**AIM OF THE EXERCISE**
Reproduce every one of the entries below word for word, without changing anything.

---------------

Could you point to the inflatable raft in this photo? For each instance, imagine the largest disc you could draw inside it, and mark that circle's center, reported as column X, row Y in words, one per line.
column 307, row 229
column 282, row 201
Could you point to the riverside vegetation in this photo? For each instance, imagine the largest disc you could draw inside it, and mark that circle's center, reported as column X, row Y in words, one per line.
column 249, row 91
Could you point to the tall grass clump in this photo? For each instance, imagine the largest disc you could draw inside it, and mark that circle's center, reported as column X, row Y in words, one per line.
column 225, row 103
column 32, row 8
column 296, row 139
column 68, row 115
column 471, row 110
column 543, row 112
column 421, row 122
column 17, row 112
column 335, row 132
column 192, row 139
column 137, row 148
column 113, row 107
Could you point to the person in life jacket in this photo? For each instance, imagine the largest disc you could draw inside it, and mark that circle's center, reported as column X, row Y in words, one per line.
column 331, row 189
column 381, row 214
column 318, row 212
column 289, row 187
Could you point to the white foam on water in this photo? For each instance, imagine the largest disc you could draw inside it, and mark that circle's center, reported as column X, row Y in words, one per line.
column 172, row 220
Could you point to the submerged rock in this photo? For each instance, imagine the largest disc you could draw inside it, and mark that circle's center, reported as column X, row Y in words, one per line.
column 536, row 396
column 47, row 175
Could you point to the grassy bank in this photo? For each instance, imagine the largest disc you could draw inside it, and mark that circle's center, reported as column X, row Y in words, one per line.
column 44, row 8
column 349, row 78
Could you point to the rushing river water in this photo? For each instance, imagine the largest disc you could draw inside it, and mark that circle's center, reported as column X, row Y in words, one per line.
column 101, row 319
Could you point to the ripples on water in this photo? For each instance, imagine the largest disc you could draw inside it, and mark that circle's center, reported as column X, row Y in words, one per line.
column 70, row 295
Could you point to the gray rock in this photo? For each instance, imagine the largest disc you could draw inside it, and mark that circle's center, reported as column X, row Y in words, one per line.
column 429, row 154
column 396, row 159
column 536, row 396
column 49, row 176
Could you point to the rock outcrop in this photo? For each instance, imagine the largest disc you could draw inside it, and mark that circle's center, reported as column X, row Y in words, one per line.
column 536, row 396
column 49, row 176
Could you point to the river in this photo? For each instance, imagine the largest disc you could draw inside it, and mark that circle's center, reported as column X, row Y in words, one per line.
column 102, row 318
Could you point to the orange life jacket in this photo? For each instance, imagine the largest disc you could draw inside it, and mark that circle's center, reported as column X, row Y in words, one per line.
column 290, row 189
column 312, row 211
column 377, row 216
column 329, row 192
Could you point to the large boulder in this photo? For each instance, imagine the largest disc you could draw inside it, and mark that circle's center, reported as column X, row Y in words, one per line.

---------------

**REPLY**
Could you point to the inflatable raft in this photo? For each instance, imagine the largest disc you could draw inside it, and mark that circle's center, reported as column X, row Y in words, one per line.
column 307, row 229
column 282, row 201
Could you point to the riverside vegetation in this photo? For each instance, imagine the largest disc you could draw inside it, and mark that circle's center, reported as column X, row Y in words, one per line.
column 249, row 91
Could you point to the tall grass clump in this photo? For each instance, imagine the largest disc you could draw inside it, and mark that circle's center, reported as column X, row Y in words, one per line.
column 225, row 103
column 32, row 8
column 296, row 139
column 68, row 115
column 471, row 110
column 543, row 112
column 421, row 122
column 17, row 112
column 335, row 132
column 192, row 139
column 137, row 148
column 113, row 107
Could you point to the person in life jacket in this photo? For each instance, imagine the largest disc you could draw inside it, and mark that circle's center, reported as column X, row Y in words, one per line.
column 331, row 189
column 381, row 214
column 318, row 212
column 289, row 187
Could you point to the white foam on water in this photo? For each instance, imagine the largest disc you could draw inside it, and mark that circle's center, reported as column X, row Y in words, one per line.
column 172, row 220
Could you point to the submerged rock in this photo? For each instance, imagine the largest disc you could draw inside it, and mark that circle's center, reported as column X, row Y in words, one per line.
column 536, row 396
column 47, row 175
Could you point to the grassy bank in this photo? For each instance, imagine the largest disc you could draw inside it, and mark that circle's center, reported as column X, row Y in words, one per line.
column 44, row 8
column 349, row 78
Could you point to the rushing river water in this photo? For each instance, imagine the largest disc you could draw inside it, and mark that circle's center, reported as column X, row Y in words, one per line.
column 101, row 319
Could you point to the ripples on water in this photo? For each instance, imagine the largest disc you could draw inside it, and mark that circle's center, reported as column X, row Y in words, one per line.
column 70, row 295
Could you point to the gray rock in this photo? For each instance, imagine the largest disc you could draw inside it, and mark that circle's center, reported as column X, row Y in words, one per line.
column 429, row 154
column 396, row 159
column 536, row 396
column 49, row 176
Could you point to the rock outcrop in this photo? For each instance, imagine the largest disc you could draw inside it, and mark that circle's center, reported as column X, row Y in words, one per line.
column 536, row 396
column 49, row 176
Could you point to the river in this photo? For each instance, imagine the largest disc you could draw inside it, and mark that circle's center, reported as column X, row Y in words, one per line.
column 102, row 318
Could you point to the orange life jacket in this photo? For each instance, imagine the largest disc you could draw inside it, and mark that circle's center, reported as column X, row Y in words, one per line.
column 290, row 189
column 312, row 211
column 377, row 216
column 329, row 192
Could you point to the large boulder in this photo? For each instance, imagine the largest disc you could draw inside it, and mark that circle's center, reported as column X, row Y in words, one per line.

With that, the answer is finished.